#ubuntu-fridge 2006-10-17
<carthik> hi whiprush
<whiprush> hi carthik
<Burgundavia> whiprush: where are you? don't you usually have a /ubuntu/member cloak?
#ubuntu-fridge 2006-10-18
<fabbione> hey guys
<fabbione> the ubuntu developer meeting for tomorrow at 23:00 UTC has been cancelled
<fabbione> could you please update the fridge calendar?
<fabbione> thanks
<fabbione> oh sorry again.. also the one for the next week (release) is going to be cancelled)
<matthewrevell> fabbione: I've updated tomorrow's
<fabbione> matthewrevell: can you also update next week please?
<matthewrevell> fabbione: Yep, just looking for it in the content list :)
<fabbione> thanks
<matthewrevell> 26th October?
<fabbione> yeps
<matthewrevell> fabbione: Done :)
<fabbione> thanks
<matthewrevell> np
<jono> hi all
<jono> anyone fancy approving the last two stories I just submitted?
#ubuntu-fridge 2006-10-20
<highvoltage> hi there fridgers!
<highvoltage> is a story like this fridge-worthy? http://edubuntu.org/news/7
<highvoltage> if so, can someone please put it up?
<Burgundavia> highvoltage: yes, it is
<highvoltage> hi Burgundavia
<Burgundavia> robitaille: can you write up a quick fridge story for us?
<nixternal> or i could
<nixternal> or you could
<nixternal> hehe
<highvoltage> nixternal: thanks :)
<nixternal> thanks for what?
<robitaille> nixternal:  go ahead...I'm about to go to bed
<nixternal> lol
<Burgundavia> actually, I don't have edit rights on teh fridge
<highvoltage> nixternal: for voluneering :)
<nixternal> got it robitaille!

******************************

*Problem to solve*. Carry on the #ubuntu-fridge chat log past its final message. The lines that come next aren't needed for this.

*Recorded data*.
******************************

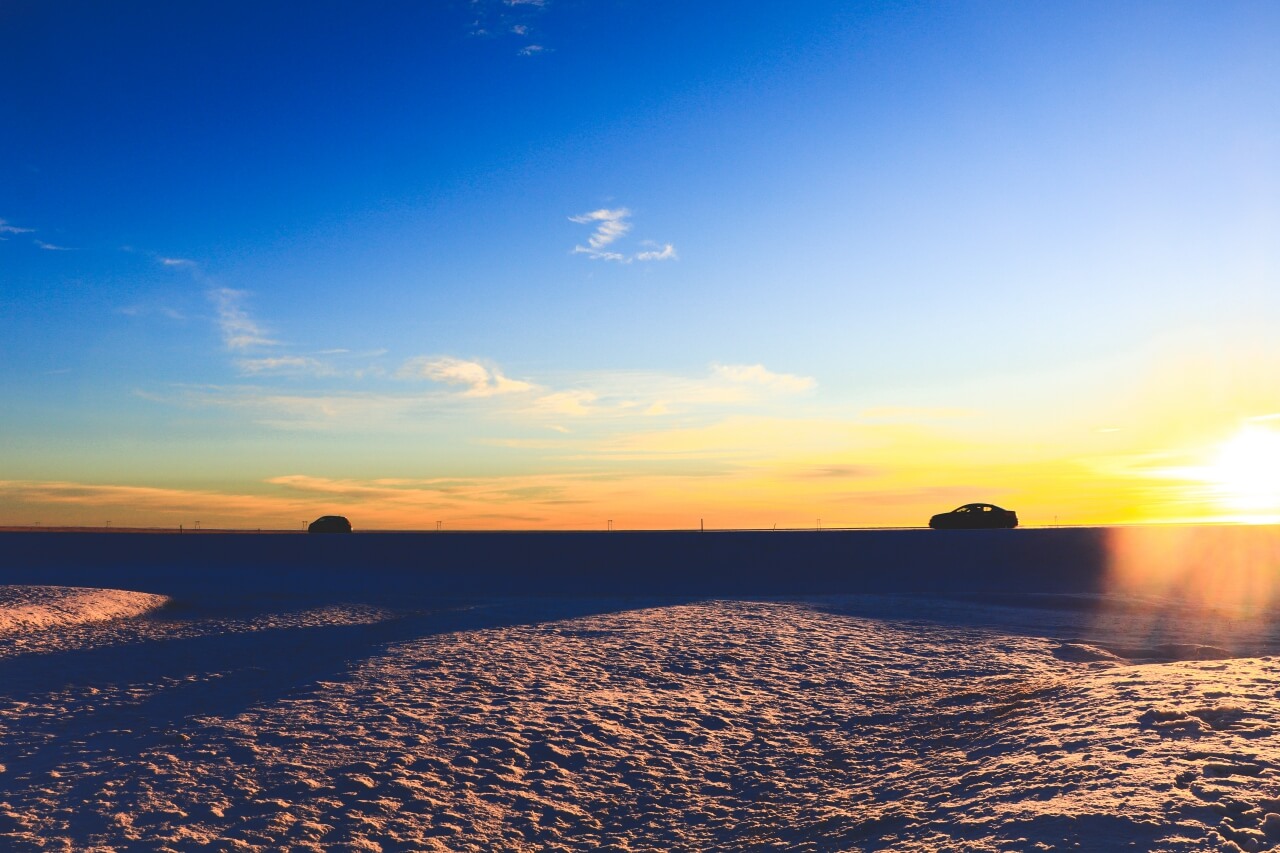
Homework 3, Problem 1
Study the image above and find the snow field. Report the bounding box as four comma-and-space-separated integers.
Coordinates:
0, 593, 1280, 850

******************************

*Answer to the exercise*.
<highvoltage> 09:13 < nixternal> or i could
<nixternal> lol
<nixternal> highvoltage: you got edit rights?
<highvoltage> nope :-/
<nixternal> if you say no, i will check
<nixternal> haha
<nixternal> ok..let me hit it up really quick
<nixternal> Weekly News #18 in Fridge Queue!
<nixternal> immmm back
<nixternal> hook it up
<nixternal> how come that flickr bar only shows the same junk?
<nixternal> it never updates..i would say it is broke
<highvoltage> hi
<highvoltage> any fridge admins have some time to put http://edubuntu.org/news/7 up? :)
#ubuntu-fridge 2006-10-21
<Seveas> %rss announce TheFridge
<ubotu> OK
#ubuntu-fridge 2007-10-15
<Burgundavia> anybody alive?
* Starting logfile irclogs/ubuntu-fridge.log
<Burgundavia> mdke: hey
<mdke> hiya
<mdke> gimme a minute to sort out this ubuntu-docs business
<Burgundavia> sure
<mdke> ok
<mdke> hardware support?
<Burgundavia> ya
<mdke> Burgundavia: can it go live? I'm correcting a few typos and it looks good to me
* mdke pokes Burgundavia 
<Burgundavia> yep, go live
<Burgundavia> sorry, lost in thought
<mdke> :)
<mdke> done
<mdke> nice work again Burgundavia
<Burgundavia> thanks
* #ubuntu-fridge  [freenode-info]  why register and identify? your IRC nick is how people know you. http://freenode.net/faq.shtml#nicksetup
* Starting logfile irclogs/ubuntu-fridge.log
#ubuntu-fridge 2007-10-16
<Burgundavia> http://fridge.ubuntu.com/node/1175 <-- proofing required
<Burgundavia> yes, it si published, that is to allow others to proof it
<Burgundavia> hmm, anybody around?
<mdke> yes
<mdke> Burgundavia: looking
<mdke> ok, updated
<LaserJock> so did Vid's story get approved?
<Burgundavia> sort of
<Burgundavia> my story with bits of Vids did get approved
<LaserJock> ah
<mdke> we should delete the duplicate one I guess
<LaserJock> yeah, I got confused
<LaserJock> perhaps I need to pay better attention
<Burgundavia> did a duplicate one get approved?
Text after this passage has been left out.